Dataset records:
******************************

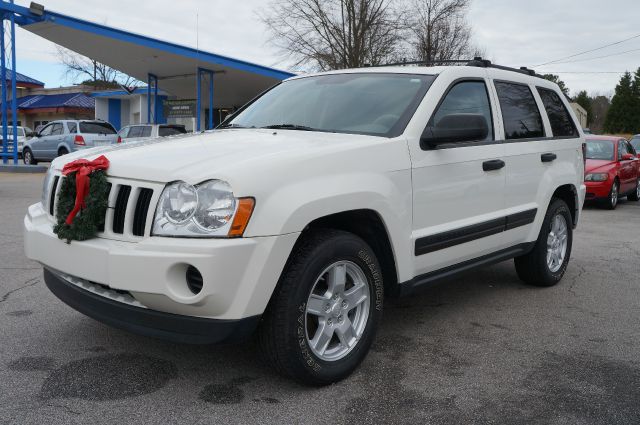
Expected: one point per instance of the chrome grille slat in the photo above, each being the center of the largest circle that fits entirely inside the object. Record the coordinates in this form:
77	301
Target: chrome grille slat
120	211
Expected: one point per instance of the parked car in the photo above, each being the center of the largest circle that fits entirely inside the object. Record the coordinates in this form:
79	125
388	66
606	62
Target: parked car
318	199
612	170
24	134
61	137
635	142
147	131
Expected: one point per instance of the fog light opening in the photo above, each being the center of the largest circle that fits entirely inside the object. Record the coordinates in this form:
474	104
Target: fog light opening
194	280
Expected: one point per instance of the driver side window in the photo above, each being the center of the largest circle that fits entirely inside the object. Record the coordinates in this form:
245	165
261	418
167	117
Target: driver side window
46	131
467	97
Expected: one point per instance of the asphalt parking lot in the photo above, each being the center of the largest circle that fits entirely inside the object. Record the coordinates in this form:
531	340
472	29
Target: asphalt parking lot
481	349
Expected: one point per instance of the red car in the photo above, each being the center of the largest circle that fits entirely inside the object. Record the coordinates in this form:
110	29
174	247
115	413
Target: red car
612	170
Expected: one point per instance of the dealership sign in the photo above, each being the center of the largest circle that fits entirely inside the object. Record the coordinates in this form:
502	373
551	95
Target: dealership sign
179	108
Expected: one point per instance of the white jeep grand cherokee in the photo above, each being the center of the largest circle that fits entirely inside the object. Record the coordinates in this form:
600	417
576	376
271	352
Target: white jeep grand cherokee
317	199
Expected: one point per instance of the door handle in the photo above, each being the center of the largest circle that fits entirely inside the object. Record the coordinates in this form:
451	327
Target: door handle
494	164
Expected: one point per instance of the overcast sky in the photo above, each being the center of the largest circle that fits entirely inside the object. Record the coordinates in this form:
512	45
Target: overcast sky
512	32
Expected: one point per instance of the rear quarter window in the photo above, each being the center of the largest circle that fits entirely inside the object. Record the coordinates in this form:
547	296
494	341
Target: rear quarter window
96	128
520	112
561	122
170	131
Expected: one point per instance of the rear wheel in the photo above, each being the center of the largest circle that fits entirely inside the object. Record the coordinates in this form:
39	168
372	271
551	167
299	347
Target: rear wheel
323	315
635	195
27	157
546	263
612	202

******************************

__Task objective__: Your reply should hold every line above exactly as written and none of the pictures.

__Result of this exercise__:
Expected: one point per instance of the chrome grille slat in the photo above, each being the center of the largest circle that fits entirely inside the object. Record the coordinates in this form:
77	301
Target: chrome grille slat
120	211
Expected: one point per instance of the parked car in the photo above, each being the center of the largest circle that fits entirely inside the object. Record the coordinates in this form:
79	125
388	66
606	62
Target: parked car
318	199
612	170
24	134
61	137
635	142
147	131
Expected: one point per instance of the fog light opening in the photo above, each being the center of the largest circle that fits entirely inside the object. Record the coordinates in this form:
474	104
Target: fog light opening
194	280
Expected: one point per instance of the driver side window in the photo above, each being the center of the largest circle that fits entirely inside the object. Record the coordinates in this form:
245	165
261	418
167	117
Target: driver side window
46	131
467	97
Expected: one point per instance of the asphalt parking lot in the photo above, each being the center of the largest circle that fits entirely inside the object. Record the coordinates in this form:
531	340
472	29
Target: asphalt parking lot
481	349
Expected: one point per instance of the red car in the photo above, each being the center of the largest circle that fits entirely inside the object. Record the coordinates in this form:
110	29
174	247
115	413
Target: red car
612	170
Expected: one point per instance of the dealership sign in the photo above, each being the center of the largest circle that fits entirely inside the object. Record the coordinates in this form:
502	373
551	95
Target: dealership sign
179	108
Expected: one point per instance of the white jeep grand cherokee in the photo above, each being the center of the largest circle that fits entirely inside the object. Record the coordinates in this form:
600	417
576	376
271	352
Target: white jeep grand cherokee
317	199
Expected: one point per instance of the door handle in the photo above, each being the center of the largest circle that fits entirely inside the object. Record the coordinates in this form:
451	327
Target: door handle
494	164
Expected: one point per instance of the overcast sky in the photo above, each being the center of the largest circle that fits entirely inside the object. Record the coordinates in this form:
512	45
Target: overcast sky
512	32
Expected: one point per instance of the rear quarter window in the photo above, each being the center of the largest circle that fits entirely inside the object. Record the coordinates in this form:
547	296
494	341
Target: rear quarter window
96	128
520	112
561	122
170	131
Expected: one point per instance of the rear wheel in the photo above, each being the center of the largest circle that fits entirely inside the object. Record the coordinates in this form:
39	168
372	271
551	167
299	347
Target: rear wheel
323	315
635	195
27	157
546	263
612	202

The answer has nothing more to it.